- Material for the task -
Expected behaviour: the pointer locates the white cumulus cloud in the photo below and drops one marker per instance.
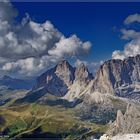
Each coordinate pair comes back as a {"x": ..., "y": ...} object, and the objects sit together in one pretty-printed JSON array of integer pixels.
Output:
[
  {"x": 132, "y": 48},
  {"x": 28, "y": 47}
]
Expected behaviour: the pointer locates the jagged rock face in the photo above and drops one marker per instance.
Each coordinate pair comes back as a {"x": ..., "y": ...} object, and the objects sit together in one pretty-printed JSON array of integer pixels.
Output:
[
  {"x": 127, "y": 123},
  {"x": 82, "y": 75},
  {"x": 58, "y": 79},
  {"x": 119, "y": 77},
  {"x": 63, "y": 78},
  {"x": 82, "y": 79}
]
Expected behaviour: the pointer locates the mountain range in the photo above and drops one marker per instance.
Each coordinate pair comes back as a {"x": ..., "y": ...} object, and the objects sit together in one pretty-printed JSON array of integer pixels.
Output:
[{"x": 108, "y": 98}]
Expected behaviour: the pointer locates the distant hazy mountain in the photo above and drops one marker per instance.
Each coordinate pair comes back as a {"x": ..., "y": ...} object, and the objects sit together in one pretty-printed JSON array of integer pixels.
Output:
[
  {"x": 13, "y": 83},
  {"x": 97, "y": 99}
]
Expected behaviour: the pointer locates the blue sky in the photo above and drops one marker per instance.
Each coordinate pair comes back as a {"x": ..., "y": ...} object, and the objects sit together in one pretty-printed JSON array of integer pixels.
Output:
[
  {"x": 37, "y": 35},
  {"x": 89, "y": 21}
]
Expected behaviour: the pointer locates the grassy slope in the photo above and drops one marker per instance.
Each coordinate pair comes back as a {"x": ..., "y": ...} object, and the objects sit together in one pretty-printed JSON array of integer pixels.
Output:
[{"x": 30, "y": 119}]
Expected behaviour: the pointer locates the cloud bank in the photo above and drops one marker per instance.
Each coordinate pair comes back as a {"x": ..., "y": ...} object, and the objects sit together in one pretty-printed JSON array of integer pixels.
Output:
[
  {"x": 28, "y": 47},
  {"x": 132, "y": 48}
]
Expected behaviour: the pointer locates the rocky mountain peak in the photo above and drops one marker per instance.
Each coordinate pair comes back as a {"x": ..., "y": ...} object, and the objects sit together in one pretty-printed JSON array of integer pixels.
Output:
[
  {"x": 119, "y": 77},
  {"x": 57, "y": 80},
  {"x": 82, "y": 74}
]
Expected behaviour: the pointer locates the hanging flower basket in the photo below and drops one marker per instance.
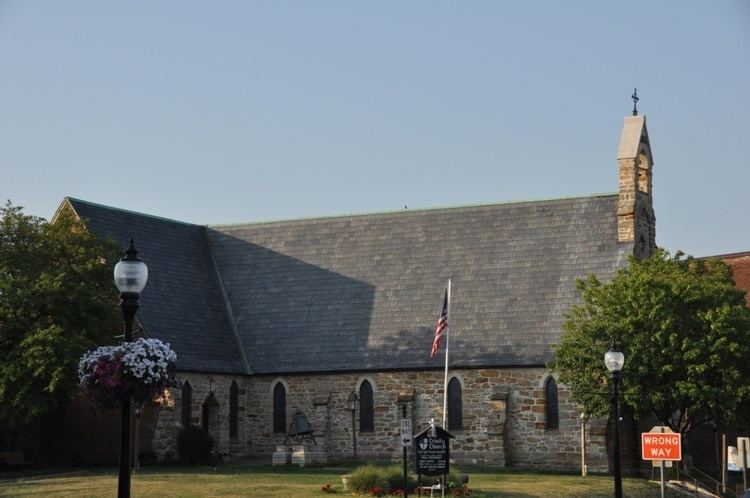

- Given task -
Switch "pointer" to "annotator" throughout the entries above and write them out again with everything else kept the same. Omit the pictures from your answer.

- Solution -
Expected behaviour: the annotator locates the white cumulus cloud in the photo below and drops one marker per instance.
Each coordinate pair comes back as a {"x": ..., "y": ...} object, and the objects sit together in one pretty-printed JSON array of integer pixels.
Output:
[
  {"x": 132, "y": 48},
  {"x": 28, "y": 47}
]
Expected behaviour: the annotator locates the jagged rock face in the photo above and drops one marker per instance.
Each coordinate pair comes back as a {"x": ..., "y": ...} object, and the objects sit together in one pretty-printed JSON array of integer pixels.
Output:
[
  {"x": 127, "y": 123},
  {"x": 82, "y": 75},
  {"x": 58, "y": 79},
  {"x": 119, "y": 77},
  {"x": 63, "y": 78},
  {"x": 82, "y": 79}
]
Expected behaviour: the annotator locates the mountain range in the photo above and drops one marker per instance.
Each coordinate pair comes back as a {"x": ..., "y": ...} object, and the objects sit together in one pretty-printed JSON array of integer pixels.
Output:
[{"x": 108, "y": 98}]
Expected behaviour: the annotator locates the distant hazy mountain in the photo above and drops one marker per instance.
Each coordinate pair comes back as a {"x": ..., "y": ...} object, and the objects sit together in one pretty-printed JSON array of integer pixels.
Output:
[
  {"x": 13, "y": 83},
  {"x": 97, "y": 99}
]
Expected behaviour: the annotator locates the blue sky in the photo above and drops one marker per instance.
Each coordinate pair comes back as a {"x": ..., "y": ...} object, and the objects sit together in one pretty-printed JSON array of integer pixels.
Output:
[
  {"x": 37, "y": 35},
  {"x": 89, "y": 21}
]
Expected behaviour: the annotator locates the grassy slope in the photo above and drops one marker per instance.
Each coordinate pair comes back as a {"x": ..., "y": ...} object, and the objects sit together in one pretty-printed JSON array of integer pixels.
Output:
[{"x": 30, "y": 119}]
Expected behaviour: the annotator locates the cloud bank in the photo above and drops one marker per instance.
Each coordinate pair comes back as a {"x": ..., "y": ...} object, and the objects sit together in one pretty-printed JSON array of integer pixels.
Output:
[
  {"x": 28, "y": 47},
  {"x": 132, "y": 48}
]
Expected behaviour: the annotator locates the rocky mountain peak in the photo above and drops one marker per instance.
Each coordinate pair comes back as a {"x": ..., "y": ...} object, and the objects sit together in one pretty-printed JSON array of integer pixels.
Output:
[
  {"x": 119, "y": 77},
  {"x": 57, "y": 80},
  {"x": 82, "y": 74}
]
Expected behaviour: the annotator locates the hanging flower basket in the photo below and drops one marker per instance.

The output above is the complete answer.